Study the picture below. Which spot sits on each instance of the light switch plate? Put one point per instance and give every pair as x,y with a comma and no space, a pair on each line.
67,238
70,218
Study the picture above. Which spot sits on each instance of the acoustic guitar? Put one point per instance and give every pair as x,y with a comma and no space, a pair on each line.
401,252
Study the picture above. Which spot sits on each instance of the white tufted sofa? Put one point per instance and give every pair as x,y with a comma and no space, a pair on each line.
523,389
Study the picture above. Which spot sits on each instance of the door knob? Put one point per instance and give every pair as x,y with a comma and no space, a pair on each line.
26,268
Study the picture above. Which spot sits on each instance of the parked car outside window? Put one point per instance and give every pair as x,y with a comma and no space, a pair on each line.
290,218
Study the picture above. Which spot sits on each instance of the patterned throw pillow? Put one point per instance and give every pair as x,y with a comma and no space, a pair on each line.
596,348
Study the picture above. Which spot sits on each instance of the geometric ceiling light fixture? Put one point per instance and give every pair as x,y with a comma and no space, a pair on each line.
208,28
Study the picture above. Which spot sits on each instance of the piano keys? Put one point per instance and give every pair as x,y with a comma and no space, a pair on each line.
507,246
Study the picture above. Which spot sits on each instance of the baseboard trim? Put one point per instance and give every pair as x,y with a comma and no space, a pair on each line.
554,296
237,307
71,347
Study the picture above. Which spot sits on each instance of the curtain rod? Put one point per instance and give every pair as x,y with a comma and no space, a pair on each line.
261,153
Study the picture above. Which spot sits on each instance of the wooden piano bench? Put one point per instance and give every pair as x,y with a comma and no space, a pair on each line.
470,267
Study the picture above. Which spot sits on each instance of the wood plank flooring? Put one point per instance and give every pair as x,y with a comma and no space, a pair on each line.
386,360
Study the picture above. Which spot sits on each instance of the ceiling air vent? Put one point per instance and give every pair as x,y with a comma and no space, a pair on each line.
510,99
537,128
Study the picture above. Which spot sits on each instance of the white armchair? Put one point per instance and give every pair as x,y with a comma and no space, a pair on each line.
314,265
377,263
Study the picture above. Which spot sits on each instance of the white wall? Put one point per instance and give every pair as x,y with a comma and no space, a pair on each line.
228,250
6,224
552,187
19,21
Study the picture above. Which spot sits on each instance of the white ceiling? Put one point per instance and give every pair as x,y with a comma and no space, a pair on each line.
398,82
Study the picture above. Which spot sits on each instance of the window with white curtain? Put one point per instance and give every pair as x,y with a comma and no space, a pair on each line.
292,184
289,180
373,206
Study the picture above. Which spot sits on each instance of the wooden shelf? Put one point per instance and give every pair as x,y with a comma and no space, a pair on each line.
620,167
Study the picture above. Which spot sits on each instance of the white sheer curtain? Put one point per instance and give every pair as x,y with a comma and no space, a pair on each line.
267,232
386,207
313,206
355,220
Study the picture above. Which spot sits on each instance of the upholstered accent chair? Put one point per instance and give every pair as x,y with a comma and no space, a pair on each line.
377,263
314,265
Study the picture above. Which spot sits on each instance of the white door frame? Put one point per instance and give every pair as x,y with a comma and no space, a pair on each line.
------------------------
Rewrite all of the lines above as a numbered list, leaving out any blank lines.

- REPLY TO THE TASK
1. Study the picture below. Which spot sits on each instance of the light switch plate? Put one point per instance and give every pair as x,y with a comma and no space, a pair on each line.
2. 67,238
3. 70,218
4. Study the picture above. Which spot sits on each instance of the acoustic guitar? Put one point per instance and give every pair as x,y with a comma and no space, a pair on each line.
5. 401,252
6. Study the picture above. Which spot sits on each instance of the white tufted sofa? Put one point per instance and give every pair as x,y with a comma and no space, a pair on each line.
7. 523,389
8. Study the picture above. Which spot sits on each instance of the door knob? Put one point per instance and give every pair as x,y with a comma and no space, a pair on each line.
9. 26,268
10. Study the picture above. Which spot sits on each instance of the parked car outside window? Put one point per instance and give every pair as x,y with a comma and no space, a pair on each line.
11. 290,218
12. Study the picture above. Which spot sits on each instance of the patterned throw pillow? Put one point per instance and give every pair as x,y with a comma and no space, a pair on each line.
13. 596,348
14. Study the picture above. Which spot sits on each instance of the geometric ceiling light fixture? Put one point per instance and give every pair as x,y with a comma and no space, a pair on each line.
15. 208,28
16. Study the picture above. Which spot sits on each instance of the piano keys? Put one point per instance and give every pair as x,y with a comma and no space, a pair on each line.
17. 507,246
18. Study the picture above. Which spot sits on each instance of the baseboard trim? Put one point per instance and give every pair as x,y with a comma and no space, a pair on each line.
19. 554,296
20. 237,307
21. 71,347
22. Study the picture above. Which spot sits on each instance of the curtain rod? Put one point per instance and give every pair as x,y with a comma and no space, a pair on each line.
23. 261,153
24. Study the picture above. Which spot sits on each instance of the wooden piano bench? Put one point per instance and give every pair as x,y with a comma and no space, a pair on each line.
25. 470,267
26. Study the picture above. Which spot sits on each instance of the wood plank flooring? Put one point per instance and give every pair as x,y with a comma and no space, a pair on each line.
27. 386,360
28. Study the picture above. Which spot sits on each instance of the ceiling air vent? Put one point per instance and give every pair as x,y with a comma and no space, a pair on each line.
29. 510,99
30. 537,128
31. Study the picture above. Which spot sits on each instance of the white armchair? Put one point per instance and give every pair as x,y with a comma and no space, a pair on each line.
32. 314,265
33. 377,263
34. Study the picture above. Which spot sits on each instance of the white wall? Put one point per instance and give every pair as x,y with a comma and no space, a pair on each line.
35. 228,250
36. 6,224
37. 552,187
38. 19,21
39. Study the picture above. Which spot sits on each instance of the white ceiling? Put one point per instance and give every pair as x,y with a comma and no space, a pair on each line.
40. 398,82
41. Study the picture above. Which spot sits on each instance of the window with white curtain? Put one point per instance and give every pair as x,y with a comma and no space, a pair on each line.
42. 292,184
43. 289,180
44. 373,206
45. Study the picture above. Which spot sits on each instance of the wooden shelf? Put one point per instance and give every pair as x,y with a comma and no space, a pair on each line.
46. 620,167
47. Study the picture above. Which spot sits on each instance of the white sheer curtain? Put one point per instance and give every pair as x,y with a comma and no space, a pair on each line.
48. 267,232
49. 386,207
50. 313,206
51. 355,220
52. Study the picture above. Which spot sits on each instance of the upholstered accent chair? Put one point per instance and give every pair as x,y with a comma and no space, a pair on each line.
53. 377,263
54. 314,265
55. Study the picture above. Which spot sits on each instance of the white door frame? Put one point per instance and give every pair as x,y with a comma and no space, a pair on each line.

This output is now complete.